Exercise tasks:
1. According to the retrieval excerpt, how many real queries from the first week of production traffic became the new evaluation set?
2. Carry on the retrieval excerpt, picking up right after its final sentence.

Source excerpt:

When we rechunked at 400 tokens with sentence boundary detection, a few things happened. Each chunk became more semantically specific. Embedding precision improved: the right chunk started scoring much higher than the competing chunks for a given query. We could reduce top-k from 20 back to 8 and retrieval quality was better than it had been at top-k 20 with the large chunks. Smaller top-k meant the search needed to find fewer candidates, which meant we could work with a lower ef_search and still get good recall. The whole latency budget opened up.

The query pattern problem was the one that took longest to recognize because it required looking at real user behavior rather than system metrics.

Our test queries were clean. Things like "what is the repayment schedule for a six-month loan" or "how do I update my account details." Short, grammatically complete, specific. Production queries were different. Users typed things like "if i paid already but they say i haven't whats next," or "loan repayment i made last Tuesday still showing pending my account," or just "charges." Longer, noisier, often mid-thought rather than complete sentences.

There were two effects. The immediate one was latency: embedding longer strings takes slightly more time, and some of the query preprocessing we had written for test queries was not handling the noisier real-world format cleanly, occasionally producing malformed inputs that triggered retries. The more significant effect was retrieval quality.

Long, ambiguous queries embed into a different region of the vector space than short, specific queries about the same topic. The HNSW graph had been built from chunks with specific, topic-focused embeddings. The noisy production queries were often landing far enough from those embeddings that the nearest neighbors were adjacent-topic chunks rather than directly relevant ones. The system had been benchmarked on queries that mapped neatly to the chunk embeddings. Real users were not generating those queries.

The fix here was partly technical and partly procedural. We added a query cleaning step that normalized common patterns in user input before embedding. We also sampled 100 real queries from the first week of production traffic and used those as the evaluation set going forward. The benchmark we had been using was not measuring the system we had actually deployed.

Excerpted records:
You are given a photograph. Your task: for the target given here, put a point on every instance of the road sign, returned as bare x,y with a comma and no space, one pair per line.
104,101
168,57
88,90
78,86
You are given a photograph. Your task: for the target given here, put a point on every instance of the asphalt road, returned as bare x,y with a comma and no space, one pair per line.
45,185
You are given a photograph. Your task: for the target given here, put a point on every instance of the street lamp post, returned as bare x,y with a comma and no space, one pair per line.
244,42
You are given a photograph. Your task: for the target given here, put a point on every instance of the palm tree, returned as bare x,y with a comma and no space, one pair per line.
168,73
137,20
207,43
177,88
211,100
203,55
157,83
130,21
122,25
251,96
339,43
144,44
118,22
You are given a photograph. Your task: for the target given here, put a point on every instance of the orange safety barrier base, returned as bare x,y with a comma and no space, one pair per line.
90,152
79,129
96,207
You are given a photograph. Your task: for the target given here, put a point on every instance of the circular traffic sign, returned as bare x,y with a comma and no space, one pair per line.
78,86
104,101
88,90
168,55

Answers to the problems:
1. 100 real queries.

2.
Pulling the timeline together after the fact: four changes, each looking reasonable at the time, stacked into a system that was slow in production and had never been tested at production conditions.

M=32 was chosen for recall quality without a latency cost benchmark. The ef_search of 100 was copied from documentation examples without validating it against our corpus size. The 1,000-token chunks were chosen based on the intuition that more context is better, without measuring the effect on embedding precision or the downstream top-k requirement. The top-k increase to 20 was a response to poor retrieval quality that made the latency problem acute. And the test queries were clean in a way that real user queries are not, so none of this surfaced before deployment.

After the fixes: M=16, ef_search=50 (rebuilt index), 400-token chunks with sentence boundaries, top-k=8, query normalization, evaluation set built from real traffic. p50 latency went from 1.1 seconds to 180 milliseconds. p95 went from 4.3 seconds to 420 milliseconds. Retrieval quality, measured against the real query set, improved compared to the original high-top-k configuration.

A few things I would do differently on the next system.

Test with the target corpus size before deployment, not a representative sample. The behavior of HNSW is not linear with corpus size. A corpus that is ten times larger is not ten times slower: it can be substantially worse if the graph traversal paths grow in a way your parameters do not account for. The only way to know is to test at scale.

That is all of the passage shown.